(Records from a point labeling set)
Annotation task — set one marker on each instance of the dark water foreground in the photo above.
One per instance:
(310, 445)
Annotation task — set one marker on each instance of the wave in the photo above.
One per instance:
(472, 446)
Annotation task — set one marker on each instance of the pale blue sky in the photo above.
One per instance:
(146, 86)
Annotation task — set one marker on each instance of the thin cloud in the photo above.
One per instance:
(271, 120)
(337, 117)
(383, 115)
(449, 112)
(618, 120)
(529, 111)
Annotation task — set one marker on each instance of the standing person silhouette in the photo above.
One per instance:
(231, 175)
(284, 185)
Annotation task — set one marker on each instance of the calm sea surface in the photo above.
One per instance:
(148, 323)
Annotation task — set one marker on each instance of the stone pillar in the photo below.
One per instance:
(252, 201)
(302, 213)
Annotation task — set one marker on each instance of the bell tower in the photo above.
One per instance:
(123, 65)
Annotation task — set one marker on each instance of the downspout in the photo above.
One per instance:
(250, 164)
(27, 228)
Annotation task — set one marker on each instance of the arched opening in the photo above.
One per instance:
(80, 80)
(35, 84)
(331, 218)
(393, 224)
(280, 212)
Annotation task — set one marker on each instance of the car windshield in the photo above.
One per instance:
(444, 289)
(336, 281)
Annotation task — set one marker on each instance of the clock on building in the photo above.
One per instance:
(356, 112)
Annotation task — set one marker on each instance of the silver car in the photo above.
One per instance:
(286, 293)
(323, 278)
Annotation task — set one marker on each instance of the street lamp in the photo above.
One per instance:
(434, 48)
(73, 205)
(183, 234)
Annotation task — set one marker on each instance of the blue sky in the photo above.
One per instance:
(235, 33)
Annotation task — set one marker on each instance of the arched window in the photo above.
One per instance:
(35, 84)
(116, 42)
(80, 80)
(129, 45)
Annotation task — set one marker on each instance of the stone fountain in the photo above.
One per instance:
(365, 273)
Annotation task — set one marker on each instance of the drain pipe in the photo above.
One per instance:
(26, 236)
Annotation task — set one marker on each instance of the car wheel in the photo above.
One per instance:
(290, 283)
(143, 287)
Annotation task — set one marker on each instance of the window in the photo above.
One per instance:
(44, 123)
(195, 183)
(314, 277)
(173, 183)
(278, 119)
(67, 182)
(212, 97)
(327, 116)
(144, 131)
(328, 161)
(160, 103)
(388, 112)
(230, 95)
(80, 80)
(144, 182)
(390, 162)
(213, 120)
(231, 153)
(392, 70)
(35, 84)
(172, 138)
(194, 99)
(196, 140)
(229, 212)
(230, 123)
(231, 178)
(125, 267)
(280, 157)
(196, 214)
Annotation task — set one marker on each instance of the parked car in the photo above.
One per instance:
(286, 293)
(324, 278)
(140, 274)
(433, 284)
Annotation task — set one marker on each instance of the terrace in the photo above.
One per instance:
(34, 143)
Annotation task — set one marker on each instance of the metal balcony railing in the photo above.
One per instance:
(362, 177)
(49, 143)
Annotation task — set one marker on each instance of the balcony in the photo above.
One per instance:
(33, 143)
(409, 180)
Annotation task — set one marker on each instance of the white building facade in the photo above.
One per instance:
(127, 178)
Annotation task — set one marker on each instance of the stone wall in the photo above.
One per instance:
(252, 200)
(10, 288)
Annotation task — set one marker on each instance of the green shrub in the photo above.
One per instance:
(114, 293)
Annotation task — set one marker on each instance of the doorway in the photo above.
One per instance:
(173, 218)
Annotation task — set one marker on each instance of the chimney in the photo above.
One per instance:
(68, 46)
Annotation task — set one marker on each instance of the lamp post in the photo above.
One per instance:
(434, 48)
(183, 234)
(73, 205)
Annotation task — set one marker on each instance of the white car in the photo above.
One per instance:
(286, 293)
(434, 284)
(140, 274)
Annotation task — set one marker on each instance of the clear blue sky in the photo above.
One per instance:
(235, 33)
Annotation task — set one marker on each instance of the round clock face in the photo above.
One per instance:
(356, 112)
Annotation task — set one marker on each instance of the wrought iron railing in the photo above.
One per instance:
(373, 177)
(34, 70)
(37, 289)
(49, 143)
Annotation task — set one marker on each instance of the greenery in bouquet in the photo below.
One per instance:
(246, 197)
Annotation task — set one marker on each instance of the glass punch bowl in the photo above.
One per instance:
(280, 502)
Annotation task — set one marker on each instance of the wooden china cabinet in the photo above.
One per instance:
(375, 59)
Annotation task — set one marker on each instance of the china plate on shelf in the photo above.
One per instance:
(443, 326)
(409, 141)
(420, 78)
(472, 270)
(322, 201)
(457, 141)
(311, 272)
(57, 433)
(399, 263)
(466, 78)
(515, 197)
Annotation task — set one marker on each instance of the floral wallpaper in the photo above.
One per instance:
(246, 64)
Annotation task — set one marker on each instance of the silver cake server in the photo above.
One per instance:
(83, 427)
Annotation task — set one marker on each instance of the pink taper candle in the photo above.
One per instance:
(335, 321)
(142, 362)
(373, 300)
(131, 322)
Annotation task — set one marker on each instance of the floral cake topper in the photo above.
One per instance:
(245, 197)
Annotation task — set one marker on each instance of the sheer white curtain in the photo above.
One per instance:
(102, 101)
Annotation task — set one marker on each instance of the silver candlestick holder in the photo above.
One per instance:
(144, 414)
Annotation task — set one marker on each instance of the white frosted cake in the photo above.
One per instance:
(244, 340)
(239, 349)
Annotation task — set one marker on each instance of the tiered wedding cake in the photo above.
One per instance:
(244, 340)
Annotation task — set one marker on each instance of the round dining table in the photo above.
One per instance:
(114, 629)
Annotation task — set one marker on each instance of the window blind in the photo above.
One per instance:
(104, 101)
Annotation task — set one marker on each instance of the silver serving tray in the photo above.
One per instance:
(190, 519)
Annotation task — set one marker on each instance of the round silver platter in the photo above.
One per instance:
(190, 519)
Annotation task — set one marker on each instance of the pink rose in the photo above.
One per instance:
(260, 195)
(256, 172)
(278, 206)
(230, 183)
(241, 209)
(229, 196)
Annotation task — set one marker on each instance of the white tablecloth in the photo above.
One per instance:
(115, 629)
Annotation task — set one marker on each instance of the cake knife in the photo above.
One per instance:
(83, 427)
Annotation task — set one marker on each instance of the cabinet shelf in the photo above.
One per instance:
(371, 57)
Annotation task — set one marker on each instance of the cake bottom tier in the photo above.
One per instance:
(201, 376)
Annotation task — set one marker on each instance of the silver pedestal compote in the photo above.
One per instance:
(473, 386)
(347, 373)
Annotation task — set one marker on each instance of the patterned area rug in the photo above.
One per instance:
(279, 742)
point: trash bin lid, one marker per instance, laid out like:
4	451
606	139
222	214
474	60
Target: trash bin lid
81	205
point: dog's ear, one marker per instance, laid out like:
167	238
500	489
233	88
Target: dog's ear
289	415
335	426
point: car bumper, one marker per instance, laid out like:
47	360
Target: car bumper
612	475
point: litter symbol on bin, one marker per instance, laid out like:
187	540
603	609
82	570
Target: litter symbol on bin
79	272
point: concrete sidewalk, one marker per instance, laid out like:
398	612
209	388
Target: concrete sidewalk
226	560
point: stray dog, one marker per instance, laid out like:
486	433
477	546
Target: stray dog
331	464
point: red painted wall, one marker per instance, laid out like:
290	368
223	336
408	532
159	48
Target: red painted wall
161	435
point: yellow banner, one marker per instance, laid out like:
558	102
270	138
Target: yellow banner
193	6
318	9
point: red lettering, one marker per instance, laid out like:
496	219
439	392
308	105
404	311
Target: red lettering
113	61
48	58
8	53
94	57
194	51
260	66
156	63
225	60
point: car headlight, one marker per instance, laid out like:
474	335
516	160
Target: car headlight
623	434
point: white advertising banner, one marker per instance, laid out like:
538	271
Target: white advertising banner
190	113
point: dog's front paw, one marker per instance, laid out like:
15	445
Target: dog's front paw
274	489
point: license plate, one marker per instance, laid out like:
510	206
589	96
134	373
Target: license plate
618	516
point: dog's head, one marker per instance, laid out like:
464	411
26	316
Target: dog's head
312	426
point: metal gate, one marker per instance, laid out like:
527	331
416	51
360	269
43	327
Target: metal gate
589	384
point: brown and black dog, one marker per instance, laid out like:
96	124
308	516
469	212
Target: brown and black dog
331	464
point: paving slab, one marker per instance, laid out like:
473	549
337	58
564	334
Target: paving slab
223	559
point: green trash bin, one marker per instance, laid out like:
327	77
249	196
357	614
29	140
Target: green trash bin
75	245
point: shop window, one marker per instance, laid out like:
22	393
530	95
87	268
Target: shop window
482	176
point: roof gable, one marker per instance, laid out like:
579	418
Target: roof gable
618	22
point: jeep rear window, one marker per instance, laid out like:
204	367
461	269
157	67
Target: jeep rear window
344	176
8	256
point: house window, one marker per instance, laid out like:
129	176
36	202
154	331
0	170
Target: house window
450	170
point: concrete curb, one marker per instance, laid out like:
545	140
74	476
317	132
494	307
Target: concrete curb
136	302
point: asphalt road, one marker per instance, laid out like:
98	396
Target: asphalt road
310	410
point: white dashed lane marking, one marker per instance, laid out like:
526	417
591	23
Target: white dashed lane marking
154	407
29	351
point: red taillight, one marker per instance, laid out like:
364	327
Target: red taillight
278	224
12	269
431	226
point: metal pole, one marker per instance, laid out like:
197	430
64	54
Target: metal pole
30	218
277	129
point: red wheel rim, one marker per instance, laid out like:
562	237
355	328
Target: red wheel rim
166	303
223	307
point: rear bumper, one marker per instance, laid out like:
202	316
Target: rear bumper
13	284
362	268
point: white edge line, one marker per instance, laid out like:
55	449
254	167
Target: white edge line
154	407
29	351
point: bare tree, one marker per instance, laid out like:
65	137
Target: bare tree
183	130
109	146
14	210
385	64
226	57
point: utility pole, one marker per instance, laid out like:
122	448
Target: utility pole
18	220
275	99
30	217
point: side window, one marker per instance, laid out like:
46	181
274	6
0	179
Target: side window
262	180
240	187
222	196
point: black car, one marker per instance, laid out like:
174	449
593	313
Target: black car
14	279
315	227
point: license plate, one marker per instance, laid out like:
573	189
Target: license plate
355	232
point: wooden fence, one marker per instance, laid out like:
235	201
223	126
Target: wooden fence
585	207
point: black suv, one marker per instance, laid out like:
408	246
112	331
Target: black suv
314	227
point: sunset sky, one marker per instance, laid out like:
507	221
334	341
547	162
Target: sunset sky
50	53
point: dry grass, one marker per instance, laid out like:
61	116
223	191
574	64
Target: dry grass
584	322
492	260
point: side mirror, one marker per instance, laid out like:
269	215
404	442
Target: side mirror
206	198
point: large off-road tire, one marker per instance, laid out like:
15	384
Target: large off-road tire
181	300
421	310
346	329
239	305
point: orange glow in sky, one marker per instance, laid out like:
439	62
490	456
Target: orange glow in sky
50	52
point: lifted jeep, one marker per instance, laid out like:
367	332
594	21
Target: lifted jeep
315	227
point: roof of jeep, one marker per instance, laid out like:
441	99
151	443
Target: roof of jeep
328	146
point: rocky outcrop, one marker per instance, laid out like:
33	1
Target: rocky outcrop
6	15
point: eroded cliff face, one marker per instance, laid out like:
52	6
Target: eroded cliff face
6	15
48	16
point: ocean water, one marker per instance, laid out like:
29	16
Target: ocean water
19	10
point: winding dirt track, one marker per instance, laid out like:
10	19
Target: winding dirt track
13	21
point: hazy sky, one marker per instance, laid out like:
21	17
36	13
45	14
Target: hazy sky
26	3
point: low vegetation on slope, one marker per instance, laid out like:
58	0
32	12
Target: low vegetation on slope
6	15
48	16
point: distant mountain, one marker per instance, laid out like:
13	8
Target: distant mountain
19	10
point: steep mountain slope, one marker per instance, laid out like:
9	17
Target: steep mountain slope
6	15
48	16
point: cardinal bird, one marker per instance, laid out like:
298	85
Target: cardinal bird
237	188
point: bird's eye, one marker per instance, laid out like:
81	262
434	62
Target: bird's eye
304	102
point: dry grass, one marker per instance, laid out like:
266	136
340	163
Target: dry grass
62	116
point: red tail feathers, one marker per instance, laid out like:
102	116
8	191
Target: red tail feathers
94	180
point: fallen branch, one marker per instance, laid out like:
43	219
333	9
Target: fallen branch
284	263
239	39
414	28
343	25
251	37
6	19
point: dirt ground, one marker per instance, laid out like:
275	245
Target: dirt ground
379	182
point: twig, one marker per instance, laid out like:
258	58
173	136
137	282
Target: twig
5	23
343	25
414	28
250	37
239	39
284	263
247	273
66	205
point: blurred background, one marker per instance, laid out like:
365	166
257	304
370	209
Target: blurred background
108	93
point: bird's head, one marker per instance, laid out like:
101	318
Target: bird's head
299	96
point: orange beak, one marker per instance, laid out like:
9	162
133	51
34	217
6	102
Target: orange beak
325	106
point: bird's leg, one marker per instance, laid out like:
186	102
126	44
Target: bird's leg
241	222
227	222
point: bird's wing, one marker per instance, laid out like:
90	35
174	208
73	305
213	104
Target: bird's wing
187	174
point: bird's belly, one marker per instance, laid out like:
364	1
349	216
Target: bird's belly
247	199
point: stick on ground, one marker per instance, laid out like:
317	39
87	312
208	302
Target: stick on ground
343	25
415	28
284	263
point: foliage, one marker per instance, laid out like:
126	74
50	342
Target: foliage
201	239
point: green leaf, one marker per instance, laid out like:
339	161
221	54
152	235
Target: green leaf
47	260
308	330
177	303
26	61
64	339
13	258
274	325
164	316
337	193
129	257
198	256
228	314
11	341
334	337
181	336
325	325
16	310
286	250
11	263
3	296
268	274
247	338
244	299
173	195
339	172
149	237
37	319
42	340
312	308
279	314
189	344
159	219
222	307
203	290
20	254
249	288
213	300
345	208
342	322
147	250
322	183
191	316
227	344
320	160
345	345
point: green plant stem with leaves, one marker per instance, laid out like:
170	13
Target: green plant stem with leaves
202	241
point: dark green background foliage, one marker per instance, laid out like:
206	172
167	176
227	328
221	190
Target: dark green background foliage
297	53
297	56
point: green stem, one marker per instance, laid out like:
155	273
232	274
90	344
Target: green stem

Work to be completed. Starting at the line with "point: green leaf, one", copy every line up to and including the last one in the entries above.

Response below.
point: green leaf, one marker per instance, laid out like:
339	161
221	54
152	235
Target: green leaf
47	260
308	330
177	303
26	61
64	339
13	258
274	325
164	316
337	193
129	257
198	256
228	314
11	341
334	337
181	336
325	325
16	310
286	250
11	263
3	296
268	274
247	338
244	299
173	195
339	172
149	237
37	319
42	340
312	308
279	314
189	344
159	219
222	307
203	290
20	254
249	288
213	300
345	208
342	322
147	250
322	183
191	316
227	344
320	160
345	345
point: green plant stem with leaves, one marker per instance, laid out like:
170	13
Target: green plant stem with leaves
202	241
point: dark green background foliage, one marker per instance, laid out like:
206	172
167	176
227	328
221	190
Target: dark green background foliage
297	53
297	56
point: green stem, one marker per instance, laid out like:
155	273
232	274
90	344
Target: green stem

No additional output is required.